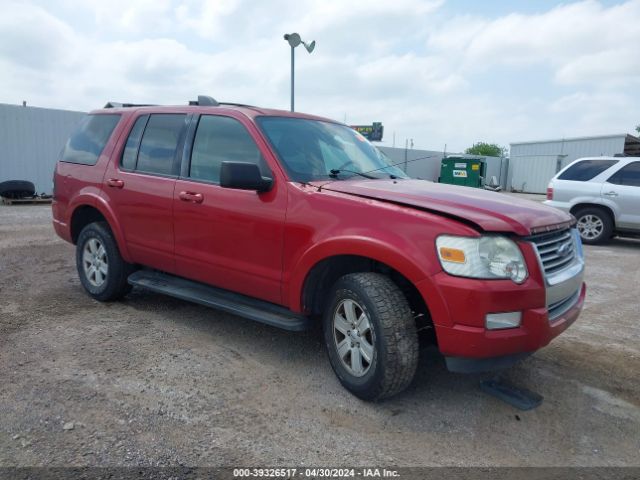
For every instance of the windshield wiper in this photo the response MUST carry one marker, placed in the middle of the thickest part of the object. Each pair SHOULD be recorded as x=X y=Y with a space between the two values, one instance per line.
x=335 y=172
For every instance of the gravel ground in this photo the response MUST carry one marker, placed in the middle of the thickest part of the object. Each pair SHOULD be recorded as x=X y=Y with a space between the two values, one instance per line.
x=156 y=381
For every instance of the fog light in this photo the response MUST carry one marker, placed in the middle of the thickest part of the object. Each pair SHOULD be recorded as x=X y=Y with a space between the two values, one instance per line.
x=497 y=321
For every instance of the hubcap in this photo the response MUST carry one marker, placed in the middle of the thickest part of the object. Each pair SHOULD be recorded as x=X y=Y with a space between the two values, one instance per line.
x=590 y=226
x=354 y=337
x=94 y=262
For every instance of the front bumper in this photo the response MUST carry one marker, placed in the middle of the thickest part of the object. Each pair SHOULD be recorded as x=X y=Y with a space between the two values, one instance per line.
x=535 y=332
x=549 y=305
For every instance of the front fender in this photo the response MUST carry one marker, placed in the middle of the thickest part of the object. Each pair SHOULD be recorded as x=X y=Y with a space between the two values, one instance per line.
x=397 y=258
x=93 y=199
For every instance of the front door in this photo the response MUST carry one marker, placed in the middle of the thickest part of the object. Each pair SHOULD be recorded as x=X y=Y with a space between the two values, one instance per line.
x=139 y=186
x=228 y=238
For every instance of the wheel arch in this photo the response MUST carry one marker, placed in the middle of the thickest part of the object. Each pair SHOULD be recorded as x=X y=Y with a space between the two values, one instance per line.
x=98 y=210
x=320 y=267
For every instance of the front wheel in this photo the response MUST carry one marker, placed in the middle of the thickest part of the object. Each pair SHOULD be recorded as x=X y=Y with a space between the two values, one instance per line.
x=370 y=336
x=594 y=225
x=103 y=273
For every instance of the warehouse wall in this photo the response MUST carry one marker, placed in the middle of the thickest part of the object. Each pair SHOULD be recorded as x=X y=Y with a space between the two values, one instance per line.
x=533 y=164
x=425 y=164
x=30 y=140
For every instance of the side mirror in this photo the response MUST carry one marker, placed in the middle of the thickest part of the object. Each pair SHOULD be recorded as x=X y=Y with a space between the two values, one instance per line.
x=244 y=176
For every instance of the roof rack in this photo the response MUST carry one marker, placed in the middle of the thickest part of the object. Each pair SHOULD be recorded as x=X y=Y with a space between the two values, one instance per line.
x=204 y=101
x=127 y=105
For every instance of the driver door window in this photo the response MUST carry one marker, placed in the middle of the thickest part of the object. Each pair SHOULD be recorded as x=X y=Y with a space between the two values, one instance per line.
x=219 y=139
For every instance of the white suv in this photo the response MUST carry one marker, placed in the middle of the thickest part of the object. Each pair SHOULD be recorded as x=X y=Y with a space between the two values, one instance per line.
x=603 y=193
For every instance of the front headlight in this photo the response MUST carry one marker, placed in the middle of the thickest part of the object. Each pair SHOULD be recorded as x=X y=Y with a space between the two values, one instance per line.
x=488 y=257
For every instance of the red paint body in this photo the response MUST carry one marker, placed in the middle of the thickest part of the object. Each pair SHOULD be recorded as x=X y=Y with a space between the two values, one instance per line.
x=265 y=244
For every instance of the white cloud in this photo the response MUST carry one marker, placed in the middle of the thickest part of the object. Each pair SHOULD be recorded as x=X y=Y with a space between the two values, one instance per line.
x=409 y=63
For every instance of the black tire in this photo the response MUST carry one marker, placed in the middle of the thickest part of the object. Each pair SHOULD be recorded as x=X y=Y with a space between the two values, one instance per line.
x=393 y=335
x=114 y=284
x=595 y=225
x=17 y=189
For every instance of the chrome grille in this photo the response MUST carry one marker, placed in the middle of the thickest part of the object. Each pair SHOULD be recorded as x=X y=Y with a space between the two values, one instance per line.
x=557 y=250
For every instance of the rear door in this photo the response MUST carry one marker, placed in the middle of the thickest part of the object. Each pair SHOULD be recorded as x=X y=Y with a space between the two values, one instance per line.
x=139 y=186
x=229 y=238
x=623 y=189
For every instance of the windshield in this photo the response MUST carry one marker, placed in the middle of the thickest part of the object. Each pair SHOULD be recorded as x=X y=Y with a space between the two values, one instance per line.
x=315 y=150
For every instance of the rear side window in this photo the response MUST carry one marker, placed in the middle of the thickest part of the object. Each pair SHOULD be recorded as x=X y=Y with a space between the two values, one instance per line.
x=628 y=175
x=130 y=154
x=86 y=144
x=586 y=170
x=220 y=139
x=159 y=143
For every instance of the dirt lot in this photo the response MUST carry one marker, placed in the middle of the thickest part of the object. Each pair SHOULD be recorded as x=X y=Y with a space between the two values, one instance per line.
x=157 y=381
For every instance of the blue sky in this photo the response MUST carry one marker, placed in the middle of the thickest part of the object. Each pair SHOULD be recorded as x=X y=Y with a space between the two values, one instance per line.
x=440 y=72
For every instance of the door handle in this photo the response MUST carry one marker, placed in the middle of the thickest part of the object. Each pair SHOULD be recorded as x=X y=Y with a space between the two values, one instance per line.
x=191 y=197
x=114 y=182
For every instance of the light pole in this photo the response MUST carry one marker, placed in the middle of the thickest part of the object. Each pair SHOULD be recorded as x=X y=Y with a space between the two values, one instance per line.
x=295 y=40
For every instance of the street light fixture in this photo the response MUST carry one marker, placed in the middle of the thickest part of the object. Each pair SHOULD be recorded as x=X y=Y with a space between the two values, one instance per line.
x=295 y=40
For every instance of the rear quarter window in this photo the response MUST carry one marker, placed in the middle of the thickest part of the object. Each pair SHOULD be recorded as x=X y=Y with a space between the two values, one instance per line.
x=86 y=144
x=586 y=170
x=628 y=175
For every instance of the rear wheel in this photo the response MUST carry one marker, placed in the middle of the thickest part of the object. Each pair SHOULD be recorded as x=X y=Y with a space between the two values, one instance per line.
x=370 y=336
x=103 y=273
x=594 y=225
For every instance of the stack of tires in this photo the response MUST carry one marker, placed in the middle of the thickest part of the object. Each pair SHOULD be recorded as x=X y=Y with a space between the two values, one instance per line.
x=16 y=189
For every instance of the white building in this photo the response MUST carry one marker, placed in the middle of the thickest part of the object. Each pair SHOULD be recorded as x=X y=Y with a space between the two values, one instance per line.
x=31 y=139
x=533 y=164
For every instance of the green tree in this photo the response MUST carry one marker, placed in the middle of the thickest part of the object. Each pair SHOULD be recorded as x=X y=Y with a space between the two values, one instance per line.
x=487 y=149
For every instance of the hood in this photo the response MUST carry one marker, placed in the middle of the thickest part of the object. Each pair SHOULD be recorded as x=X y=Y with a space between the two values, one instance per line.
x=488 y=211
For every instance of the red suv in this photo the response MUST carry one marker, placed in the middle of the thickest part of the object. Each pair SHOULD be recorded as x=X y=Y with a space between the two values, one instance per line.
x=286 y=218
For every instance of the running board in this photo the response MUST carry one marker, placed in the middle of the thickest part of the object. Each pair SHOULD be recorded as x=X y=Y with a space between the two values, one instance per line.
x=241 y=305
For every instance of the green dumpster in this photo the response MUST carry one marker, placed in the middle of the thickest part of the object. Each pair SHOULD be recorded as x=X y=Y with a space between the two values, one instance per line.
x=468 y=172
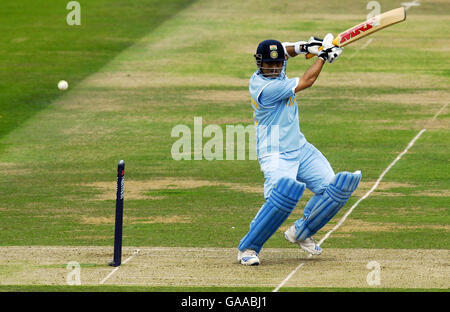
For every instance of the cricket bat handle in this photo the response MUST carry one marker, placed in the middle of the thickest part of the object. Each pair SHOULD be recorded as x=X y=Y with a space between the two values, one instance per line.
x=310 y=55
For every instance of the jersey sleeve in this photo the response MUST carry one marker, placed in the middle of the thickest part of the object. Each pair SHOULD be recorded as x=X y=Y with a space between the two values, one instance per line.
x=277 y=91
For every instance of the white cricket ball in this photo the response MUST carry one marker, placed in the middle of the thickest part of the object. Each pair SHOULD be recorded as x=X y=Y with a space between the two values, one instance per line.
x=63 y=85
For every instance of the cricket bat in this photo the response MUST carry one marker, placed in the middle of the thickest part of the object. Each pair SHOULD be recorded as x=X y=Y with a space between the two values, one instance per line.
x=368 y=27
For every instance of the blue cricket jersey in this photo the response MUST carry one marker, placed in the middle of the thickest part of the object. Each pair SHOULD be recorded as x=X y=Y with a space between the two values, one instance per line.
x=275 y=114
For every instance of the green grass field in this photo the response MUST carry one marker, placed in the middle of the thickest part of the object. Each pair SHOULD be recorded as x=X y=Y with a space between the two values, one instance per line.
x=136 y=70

——————————

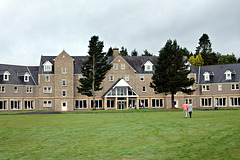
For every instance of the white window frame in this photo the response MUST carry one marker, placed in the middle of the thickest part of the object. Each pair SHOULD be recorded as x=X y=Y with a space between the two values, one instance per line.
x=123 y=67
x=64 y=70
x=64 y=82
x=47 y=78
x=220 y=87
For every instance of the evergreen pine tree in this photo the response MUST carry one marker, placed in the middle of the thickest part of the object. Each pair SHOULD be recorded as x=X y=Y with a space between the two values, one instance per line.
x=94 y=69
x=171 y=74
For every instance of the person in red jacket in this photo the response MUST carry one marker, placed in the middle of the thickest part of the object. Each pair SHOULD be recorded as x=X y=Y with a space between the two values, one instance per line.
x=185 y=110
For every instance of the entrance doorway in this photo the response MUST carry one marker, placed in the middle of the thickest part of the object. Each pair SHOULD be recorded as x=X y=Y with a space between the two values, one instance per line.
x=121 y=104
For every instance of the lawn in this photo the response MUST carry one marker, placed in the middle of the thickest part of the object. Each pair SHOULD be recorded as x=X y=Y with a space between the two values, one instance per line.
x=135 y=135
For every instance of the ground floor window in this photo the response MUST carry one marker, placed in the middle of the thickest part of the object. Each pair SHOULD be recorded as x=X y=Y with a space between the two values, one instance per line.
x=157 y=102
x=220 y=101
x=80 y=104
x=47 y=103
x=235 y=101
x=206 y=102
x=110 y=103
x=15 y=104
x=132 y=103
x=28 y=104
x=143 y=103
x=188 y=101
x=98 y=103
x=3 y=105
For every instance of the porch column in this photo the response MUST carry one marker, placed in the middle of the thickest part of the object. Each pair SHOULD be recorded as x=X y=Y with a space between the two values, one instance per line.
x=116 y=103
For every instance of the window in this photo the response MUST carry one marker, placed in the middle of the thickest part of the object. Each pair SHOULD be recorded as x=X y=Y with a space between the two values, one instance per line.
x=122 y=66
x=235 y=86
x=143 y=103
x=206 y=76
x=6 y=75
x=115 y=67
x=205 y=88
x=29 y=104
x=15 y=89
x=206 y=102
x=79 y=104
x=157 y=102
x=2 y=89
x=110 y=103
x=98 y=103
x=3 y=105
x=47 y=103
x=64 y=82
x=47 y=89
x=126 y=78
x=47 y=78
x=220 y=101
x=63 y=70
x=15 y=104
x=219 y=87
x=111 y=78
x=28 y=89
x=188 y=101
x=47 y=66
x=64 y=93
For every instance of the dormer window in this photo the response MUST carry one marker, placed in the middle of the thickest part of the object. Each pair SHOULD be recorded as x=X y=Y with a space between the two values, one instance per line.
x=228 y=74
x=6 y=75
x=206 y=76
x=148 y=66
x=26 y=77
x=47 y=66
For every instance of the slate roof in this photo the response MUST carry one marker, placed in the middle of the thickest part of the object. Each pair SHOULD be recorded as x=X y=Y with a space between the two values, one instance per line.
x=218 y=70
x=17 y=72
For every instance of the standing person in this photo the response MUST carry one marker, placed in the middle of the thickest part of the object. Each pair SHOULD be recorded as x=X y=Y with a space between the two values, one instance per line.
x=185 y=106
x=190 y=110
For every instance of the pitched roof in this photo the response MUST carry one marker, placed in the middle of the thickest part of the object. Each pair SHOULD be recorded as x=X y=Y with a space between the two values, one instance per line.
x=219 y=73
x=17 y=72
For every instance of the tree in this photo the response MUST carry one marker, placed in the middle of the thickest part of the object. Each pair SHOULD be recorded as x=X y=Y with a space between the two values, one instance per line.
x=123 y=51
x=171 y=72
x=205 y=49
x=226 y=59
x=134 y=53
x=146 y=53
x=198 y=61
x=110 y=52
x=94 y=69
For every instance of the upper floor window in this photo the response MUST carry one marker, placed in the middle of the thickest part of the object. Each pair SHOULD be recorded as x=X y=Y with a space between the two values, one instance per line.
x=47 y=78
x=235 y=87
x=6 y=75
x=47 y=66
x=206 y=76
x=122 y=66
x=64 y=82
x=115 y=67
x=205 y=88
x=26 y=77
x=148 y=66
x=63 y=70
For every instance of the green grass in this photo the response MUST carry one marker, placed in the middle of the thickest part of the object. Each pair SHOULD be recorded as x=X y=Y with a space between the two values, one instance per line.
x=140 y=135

——————————

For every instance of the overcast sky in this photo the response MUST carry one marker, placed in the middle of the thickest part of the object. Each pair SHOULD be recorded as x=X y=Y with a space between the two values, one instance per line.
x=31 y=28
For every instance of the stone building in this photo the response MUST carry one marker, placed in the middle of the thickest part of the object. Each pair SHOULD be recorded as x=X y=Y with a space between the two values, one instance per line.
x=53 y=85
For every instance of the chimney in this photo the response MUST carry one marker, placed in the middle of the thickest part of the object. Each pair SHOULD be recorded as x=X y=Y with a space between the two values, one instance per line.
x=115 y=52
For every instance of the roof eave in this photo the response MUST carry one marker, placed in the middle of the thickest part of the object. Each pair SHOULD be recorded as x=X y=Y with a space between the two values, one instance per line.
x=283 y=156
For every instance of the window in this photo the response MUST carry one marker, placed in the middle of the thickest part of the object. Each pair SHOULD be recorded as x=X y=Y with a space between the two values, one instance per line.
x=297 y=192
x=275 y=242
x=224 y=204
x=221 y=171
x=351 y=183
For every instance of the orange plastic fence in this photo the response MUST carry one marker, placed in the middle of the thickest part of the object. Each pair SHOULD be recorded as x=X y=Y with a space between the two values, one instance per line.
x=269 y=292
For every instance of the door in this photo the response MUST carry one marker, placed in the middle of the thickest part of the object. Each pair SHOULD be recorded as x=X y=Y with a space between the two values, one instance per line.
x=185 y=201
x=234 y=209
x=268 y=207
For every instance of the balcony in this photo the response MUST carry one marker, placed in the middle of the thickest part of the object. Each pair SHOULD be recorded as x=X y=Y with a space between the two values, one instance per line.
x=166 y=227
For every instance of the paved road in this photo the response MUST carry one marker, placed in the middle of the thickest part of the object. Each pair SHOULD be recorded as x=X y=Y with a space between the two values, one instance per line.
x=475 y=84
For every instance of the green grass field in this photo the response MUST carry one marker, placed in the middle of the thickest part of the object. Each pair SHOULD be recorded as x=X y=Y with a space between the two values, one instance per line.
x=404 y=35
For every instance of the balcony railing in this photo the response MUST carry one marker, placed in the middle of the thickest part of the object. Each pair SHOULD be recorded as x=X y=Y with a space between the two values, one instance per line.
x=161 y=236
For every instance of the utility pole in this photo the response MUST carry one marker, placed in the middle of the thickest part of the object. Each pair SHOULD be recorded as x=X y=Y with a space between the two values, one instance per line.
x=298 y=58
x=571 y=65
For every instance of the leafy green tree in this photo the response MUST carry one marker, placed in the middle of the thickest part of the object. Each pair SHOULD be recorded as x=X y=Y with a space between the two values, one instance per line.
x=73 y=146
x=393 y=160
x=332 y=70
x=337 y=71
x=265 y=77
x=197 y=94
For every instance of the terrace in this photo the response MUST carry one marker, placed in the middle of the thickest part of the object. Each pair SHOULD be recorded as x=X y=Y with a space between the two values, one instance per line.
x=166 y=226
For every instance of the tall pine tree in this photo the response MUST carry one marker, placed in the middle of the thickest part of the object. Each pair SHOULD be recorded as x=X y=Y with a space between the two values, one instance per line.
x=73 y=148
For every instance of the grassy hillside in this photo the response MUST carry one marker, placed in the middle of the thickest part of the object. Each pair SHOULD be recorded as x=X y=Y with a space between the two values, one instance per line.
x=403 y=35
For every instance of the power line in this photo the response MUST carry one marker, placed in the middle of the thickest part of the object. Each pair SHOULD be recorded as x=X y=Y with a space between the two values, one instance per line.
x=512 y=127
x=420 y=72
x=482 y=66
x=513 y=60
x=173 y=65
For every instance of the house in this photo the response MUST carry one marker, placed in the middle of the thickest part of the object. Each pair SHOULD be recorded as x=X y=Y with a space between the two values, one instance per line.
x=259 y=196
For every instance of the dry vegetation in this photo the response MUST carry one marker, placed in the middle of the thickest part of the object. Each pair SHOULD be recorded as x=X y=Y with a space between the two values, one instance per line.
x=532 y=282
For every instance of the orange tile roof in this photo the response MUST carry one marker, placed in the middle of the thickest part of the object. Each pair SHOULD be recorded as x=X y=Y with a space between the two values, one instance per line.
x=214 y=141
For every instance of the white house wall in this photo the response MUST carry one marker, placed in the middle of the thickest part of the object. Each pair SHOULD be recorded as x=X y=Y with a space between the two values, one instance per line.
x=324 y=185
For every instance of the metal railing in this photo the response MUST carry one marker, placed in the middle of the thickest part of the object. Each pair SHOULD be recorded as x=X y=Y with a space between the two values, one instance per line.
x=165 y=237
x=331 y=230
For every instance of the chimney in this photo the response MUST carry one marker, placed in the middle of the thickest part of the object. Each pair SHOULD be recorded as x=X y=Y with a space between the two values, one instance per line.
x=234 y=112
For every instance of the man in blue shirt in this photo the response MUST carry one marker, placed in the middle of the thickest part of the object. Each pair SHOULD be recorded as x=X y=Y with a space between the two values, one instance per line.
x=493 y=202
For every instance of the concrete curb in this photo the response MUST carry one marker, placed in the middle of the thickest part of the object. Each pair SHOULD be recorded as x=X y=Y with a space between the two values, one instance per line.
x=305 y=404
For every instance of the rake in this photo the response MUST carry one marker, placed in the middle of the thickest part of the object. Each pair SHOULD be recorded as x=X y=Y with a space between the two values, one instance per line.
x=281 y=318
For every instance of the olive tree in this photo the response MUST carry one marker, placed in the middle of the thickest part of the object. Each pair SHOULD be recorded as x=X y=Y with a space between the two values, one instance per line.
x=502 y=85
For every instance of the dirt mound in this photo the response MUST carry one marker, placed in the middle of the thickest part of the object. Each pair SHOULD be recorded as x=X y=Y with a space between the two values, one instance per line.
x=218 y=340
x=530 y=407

——————————

__Directions__. Identify each row above that contains the string "orange" and copy every such row in full. Only an exact match in letter case counts.

__Exercise result__.
For every instance of the orange plastic fence in this photo the response MUST carry one marker, placed in the middle of the thickest part of the object. Each pair SHOULD be recorded as x=X y=Y with a space between the two values, one instance per line.
For every instance of the orange tile roof in this photo the response MUST carry one marker, placed in the middle of the thickest part of the object. Each pair SHOULD be recorded as x=X y=Y with a space between the two values, one instance per line.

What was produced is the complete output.